## The data
------------------------------------

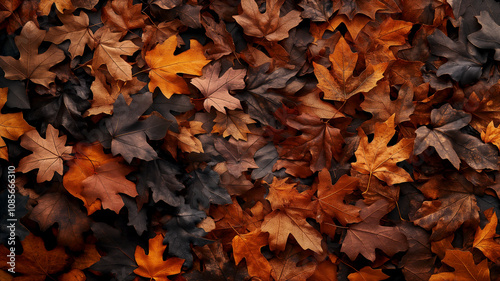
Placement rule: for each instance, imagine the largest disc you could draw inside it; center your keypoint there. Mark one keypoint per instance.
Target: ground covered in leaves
(250, 140)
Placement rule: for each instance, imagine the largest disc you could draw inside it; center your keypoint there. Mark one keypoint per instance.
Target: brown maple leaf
(367, 273)
(465, 268)
(247, 246)
(331, 198)
(61, 5)
(152, 265)
(339, 83)
(165, 66)
(268, 25)
(216, 89)
(319, 139)
(484, 238)
(93, 174)
(368, 235)
(379, 160)
(74, 28)
(32, 65)
(48, 154)
(455, 204)
(233, 123)
(12, 125)
(36, 263)
(123, 16)
(57, 208)
(109, 51)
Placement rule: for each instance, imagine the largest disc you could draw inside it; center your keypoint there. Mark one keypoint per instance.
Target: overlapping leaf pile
(263, 140)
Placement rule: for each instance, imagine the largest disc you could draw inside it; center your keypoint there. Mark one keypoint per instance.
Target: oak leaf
(465, 268)
(268, 25)
(216, 89)
(233, 123)
(247, 246)
(379, 160)
(74, 28)
(339, 84)
(32, 65)
(48, 154)
(152, 265)
(363, 238)
(12, 125)
(484, 238)
(164, 66)
(36, 263)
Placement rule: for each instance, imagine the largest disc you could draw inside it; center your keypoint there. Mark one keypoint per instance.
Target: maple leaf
(319, 139)
(239, 154)
(484, 238)
(491, 135)
(451, 144)
(339, 83)
(164, 66)
(58, 208)
(268, 25)
(367, 273)
(36, 263)
(363, 238)
(216, 89)
(48, 154)
(152, 265)
(382, 107)
(123, 15)
(465, 62)
(285, 266)
(32, 65)
(465, 268)
(457, 205)
(486, 37)
(233, 123)
(12, 125)
(109, 51)
(331, 198)
(128, 133)
(247, 246)
(74, 28)
(217, 266)
(61, 5)
(379, 160)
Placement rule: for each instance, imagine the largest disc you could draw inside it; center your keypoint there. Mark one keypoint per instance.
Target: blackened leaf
(203, 189)
(487, 37)
(418, 262)
(176, 103)
(265, 158)
(19, 212)
(182, 231)
(217, 266)
(318, 10)
(129, 134)
(160, 177)
(65, 109)
(137, 219)
(119, 259)
(465, 62)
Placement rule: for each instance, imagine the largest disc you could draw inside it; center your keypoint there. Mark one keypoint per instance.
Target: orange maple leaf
(152, 265)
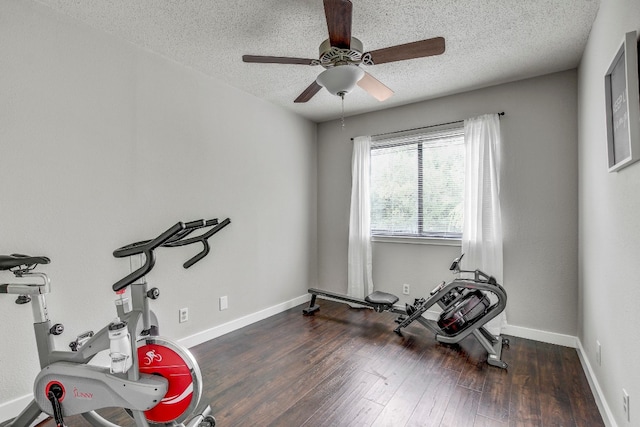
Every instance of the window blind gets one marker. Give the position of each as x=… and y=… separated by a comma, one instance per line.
x=417, y=184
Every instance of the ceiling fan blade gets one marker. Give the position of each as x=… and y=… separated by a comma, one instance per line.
x=430, y=47
x=308, y=92
x=276, y=60
x=374, y=87
x=338, y=14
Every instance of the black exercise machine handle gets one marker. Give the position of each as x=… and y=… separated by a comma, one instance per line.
x=145, y=247
x=174, y=236
x=203, y=238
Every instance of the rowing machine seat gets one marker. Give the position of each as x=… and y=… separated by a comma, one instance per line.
x=381, y=298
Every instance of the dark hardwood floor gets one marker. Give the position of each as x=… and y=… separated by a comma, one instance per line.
x=345, y=367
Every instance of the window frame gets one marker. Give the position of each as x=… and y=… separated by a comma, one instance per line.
x=420, y=137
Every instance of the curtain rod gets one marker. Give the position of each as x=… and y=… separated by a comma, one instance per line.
x=423, y=127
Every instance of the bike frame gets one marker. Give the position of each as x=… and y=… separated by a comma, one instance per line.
x=140, y=321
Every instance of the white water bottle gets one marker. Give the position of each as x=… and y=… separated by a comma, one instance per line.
x=119, y=346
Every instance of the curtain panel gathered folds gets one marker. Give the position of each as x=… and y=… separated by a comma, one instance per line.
x=360, y=281
x=482, y=227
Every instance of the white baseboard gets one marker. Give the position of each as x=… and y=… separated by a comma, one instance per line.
x=542, y=336
x=247, y=320
x=603, y=407
x=12, y=408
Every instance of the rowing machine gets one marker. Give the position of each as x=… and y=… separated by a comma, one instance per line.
x=466, y=307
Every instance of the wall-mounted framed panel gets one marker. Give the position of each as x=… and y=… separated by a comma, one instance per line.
x=623, y=105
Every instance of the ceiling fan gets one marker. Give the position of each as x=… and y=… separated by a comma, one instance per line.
x=341, y=55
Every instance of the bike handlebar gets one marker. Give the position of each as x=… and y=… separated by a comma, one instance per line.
x=172, y=237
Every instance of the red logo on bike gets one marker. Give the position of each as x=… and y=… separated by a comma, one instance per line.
x=161, y=360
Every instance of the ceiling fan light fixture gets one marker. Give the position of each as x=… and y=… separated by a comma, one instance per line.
x=341, y=79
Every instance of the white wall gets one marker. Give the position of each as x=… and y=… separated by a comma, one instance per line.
x=539, y=199
x=609, y=225
x=103, y=144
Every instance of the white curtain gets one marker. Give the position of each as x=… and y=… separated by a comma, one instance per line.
x=482, y=229
x=360, y=283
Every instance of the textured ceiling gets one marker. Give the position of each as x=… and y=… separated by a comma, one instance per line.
x=487, y=42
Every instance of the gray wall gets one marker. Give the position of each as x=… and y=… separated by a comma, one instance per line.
x=539, y=199
x=609, y=225
x=102, y=144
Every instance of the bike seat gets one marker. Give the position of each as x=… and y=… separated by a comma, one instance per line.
x=382, y=298
x=8, y=262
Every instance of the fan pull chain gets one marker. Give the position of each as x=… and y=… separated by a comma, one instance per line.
x=342, y=118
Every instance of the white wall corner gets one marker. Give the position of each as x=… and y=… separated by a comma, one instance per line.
x=603, y=406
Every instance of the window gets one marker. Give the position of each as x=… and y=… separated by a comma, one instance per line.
x=417, y=184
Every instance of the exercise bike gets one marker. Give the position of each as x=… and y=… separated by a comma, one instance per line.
x=157, y=381
x=465, y=303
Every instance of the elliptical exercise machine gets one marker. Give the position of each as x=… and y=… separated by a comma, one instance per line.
x=466, y=307
x=157, y=381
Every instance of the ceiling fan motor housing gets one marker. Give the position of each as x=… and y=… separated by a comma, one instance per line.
x=330, y=56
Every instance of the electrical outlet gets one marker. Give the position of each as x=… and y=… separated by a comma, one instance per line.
x=183, y=314
x=625, y=404
x=224, y=303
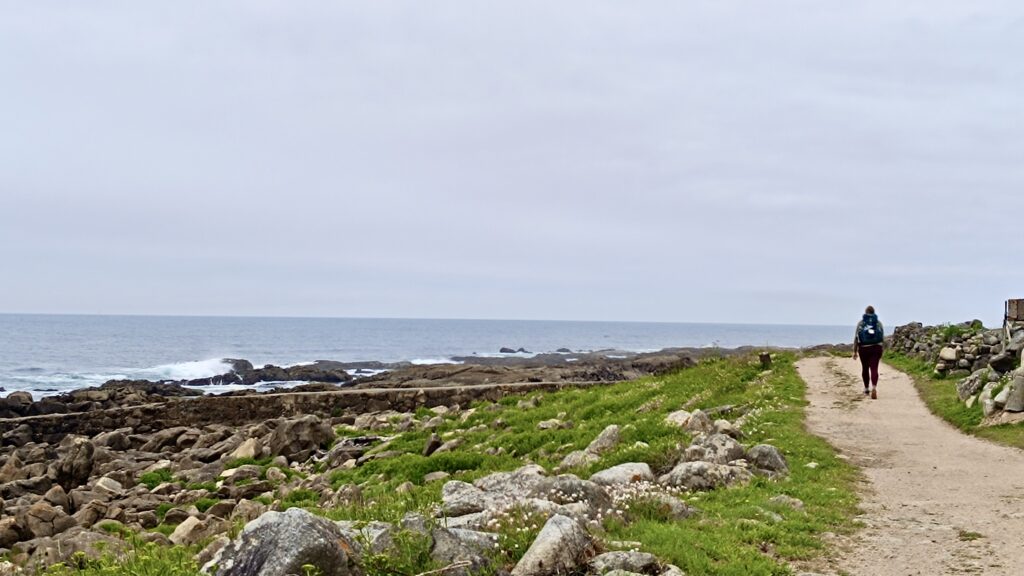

------------------------------------

## Your instructions
Without the pictures, set down every entry exactly.

## Reply
Placement rule: for each instance, imagine the largest disc you could draw inside it; center your keypoint there. Mark one keypoint per instance.
Target: ground covered in leaves
(250, 140)
Placement rule: for each instance, imagine the largest disc you could draw inside it; center your keypoint there. Mark one keypoint per instance.
Target: brown maple leaf
(367, 273)
(465, 268)
(247, 246)
(331, 198)
(61, 5)
(152, 265)
(339, 83)
(165, 66)
(268, 25)
(216, 89)
(319, 139)
(484, 238)
(93, 174)
(368, 235)
(379, 160)
(74, 28)
(32, 65)
(48, 154)
(455, 204)
(233, 123)
(12, 125)
(36, 263)
(123, 16)
(57, 208)
(109, 51)
Placement rule: for each instance, imagine the largest disc you could draw inside it; center your keypoint there. Mark one keypoint per instance.
Target: overlapping leaf pile
(263, 140)
Placement rule: for each instance, imagine the largest disc you could draw inside it; center your keypoint there. Mark one keypoint per instance.
Target: oak leaf
(465, 268)
(268, 25)
(216, 89)
(233, 123)
(247, 246)
(379, 160)
(74, 28)
(339, 84)
(32, 65)
(48, 154)
(152, 265)
(363, 238)
(12, 125)
(484, 238)
(164, 66)
(36, 263)
Placement rule: for each instance, imagine the largest disc you could draw inside it; center your keypoint there. Mark one keypoint per instance.
Target: maple leaf
(319, 139)
(239, 154)
(484, 238)
(491, 135)
(451, 144)
(339, 83)
(164, 66)
(58, 208)
(268, 25)
(367, 273)
(36, 263)
(363, 238)
(216, 89)
(48, 154)
(152, 265)
(382, 107)
(123, 15)
(465, 62)
(285, 266)
(32, 65)
(465, 268)
(457, 205)
(486, 37)
(233, 123)
(12, 125)
(109, 51)
(331, 198)
(128, 133)
(247, 246)
(74, 28)
(217, 266)
(61, 5)
(379, 160)
Placement rule: for each instance, imagine the largest disc you could draw inside it; center your keypoint there. Mark one keypoint per instance.
Target: blackened leaf
(203, 189)
(487, 37)
(418, 262)
(176, 103)
(265, 158)
(19, 212)
(182, 231)
(217, 266)
(318, 10)
(129, 134)
(160, 177)
(65, 109)
(137, 219)
(119, 259)
(465, 62)
Placement rule: for each instance, imagine the largest disc you could draw inside it; center your keypoint there. Mark one keypoint per instance.
Target: orange maple leaf
(152, 265)
Every instance of the window blind gets one marker. Give the position of each as x=… and y=… separated by a comma, one instance per line.
x=417, y=184
Every instance of the ceiling fan blade gets one marker. Give the position of each as x=… and y=… separated by a comma, one instance per line.
x=430, y=47
x=308, y=92
x=276, y=60
x=374, y=87
x=338, y=14
Every instance of the black exercise machine handle gets one marker. Give the position of each as x=… and y=… separated by a comma, one instance per line.
x=145, y=247
x=174, y=236
x=203, y=238
Every instance of the rowing machine seat gets one marker. Give the position of each as x=… and y=… separated by a comma, one instance per line.
x=381, y=298
Every instance of the dark hardwood floor gets one marker. Give the position of each as x=… and y=… separated by a comma, one instance per line.
x=345, y=367
Every instance of the window frame gets one marker. Give the position of each as x=… and y=… separated by a comma, one instance per line.
x=420, y=137
Every instance of the curtain rod gets one marker. Give the position of each as x=… and y=… separated by a comma, one instance per line.
x=423, y=127
Every instance of the bike frame gets one marker. Give the position of each as x=… and y=… separated by a comma, one instance per line.
x=140, y=321
Every instance of the white water bottle gets one marker. Give the position of each as x=… and y=… separated by a comma, one instance per line.
x=119, y=346
Every instance of the curtain panel gathered folds gets one marker. Give the position of each as x=… and y=… separated by a comma, one instance per line.
x=360, y=281
x=482, y=227
Every instance of the white baseboard gets one marker. Give the position of each as x=… and y=… separated by a comma, one instance per line.
x=542, y=336
x=247, y=320
x=603, y=407
x=12, y=408
Every instance of the rowing machine gets one marker. Give the position of each as x=… and y=… separated by a comma, one instance per line.
x=466, y=307
Every instance of the wall-mounted framed panel gets one marker. Give the position of each as x=… and y=… separated by a comma, one instance per line.
x=623, y=105
Every instance of the ceiling fan gets one marker. Give the position of each as x=… and y=… separated by a comma, one instance per line.
x=341, y=55
Every instance of the bike handlebar gets one marker. Give the position of each as x=… and y=… separated by a comma, one instance per line.
x=172, y=237
Every instance of the red logo on bike gets one marker. Give the position of each as x=… and y=… separated by a comma, one instance per line.
x=161, y=360
Every instance of the ceiling fan light fixture gets one marker. Give the position of each as x=… and y=… separated by a comma, one instance per line.
x=341, y=79
Every instance of the white wall gets one marker. Give the position of each as x=… and y=… separated by a comma, one instance per line.
x=539, y=199
x=609, y=225
x=103, y=144
Every instance of the white curtain gets one marker. Give the position of each as x=… and y=… separated by a comma, one instance per line.
x=482, y=229
x=360, y=283
Every instance of the textured ceiling gets one marker. Give the position of each as x=… and y=… separated by a comma, one instance per line.
x=487, y=42
Every instance of the gray wall gets one marker. Give the position of each as x=… and y=… separated by a comma, one instance per line.
x=539, y=199
x=609, y=225
x=102, y=144
Every instance of the bike seat gets one marker. Give the position of each as x=… and y=… separated by a comma, one instance per line.
x=382, y=298
x=8, y=262
Every instance of the fan pull chain gets one marker. Give the position of each as x=… and y=… separated by a comma, one instance per line.
x=342, y=118
Every instance of the white wall corner gets one marker. Give the position of each as x=… and y=… separated by a comma, one instance per line.
x=603, y=406
Every instance of the window gets one marker. Give the position of each as x=… and y=… separated by a comma, one instance per line.
x=417, y=184
Every instance of the exercise bike gets one marker. Give the position of each as x=… and y=… separated by a comma, one instance per line.
x=157, y=381
x=465, y=303
Every instance of the elliptical exercise machine gets one marker. Give the position of each as x=… and y=… separated by a comma, one instance per line.
x=466, y=307
x=157, y=381
Every instance of the ceiling fan motor housing gets one marker. Give the position of each as x=… and y=… separated by a comma, one instance per line.
x=330, y=56
Every instance of the electrical outlet gets one marker. Give the position of each as x=… and y=… separated by a comma, one instance per line.
x=183, y=314
x=625, y=404
x=224, y=303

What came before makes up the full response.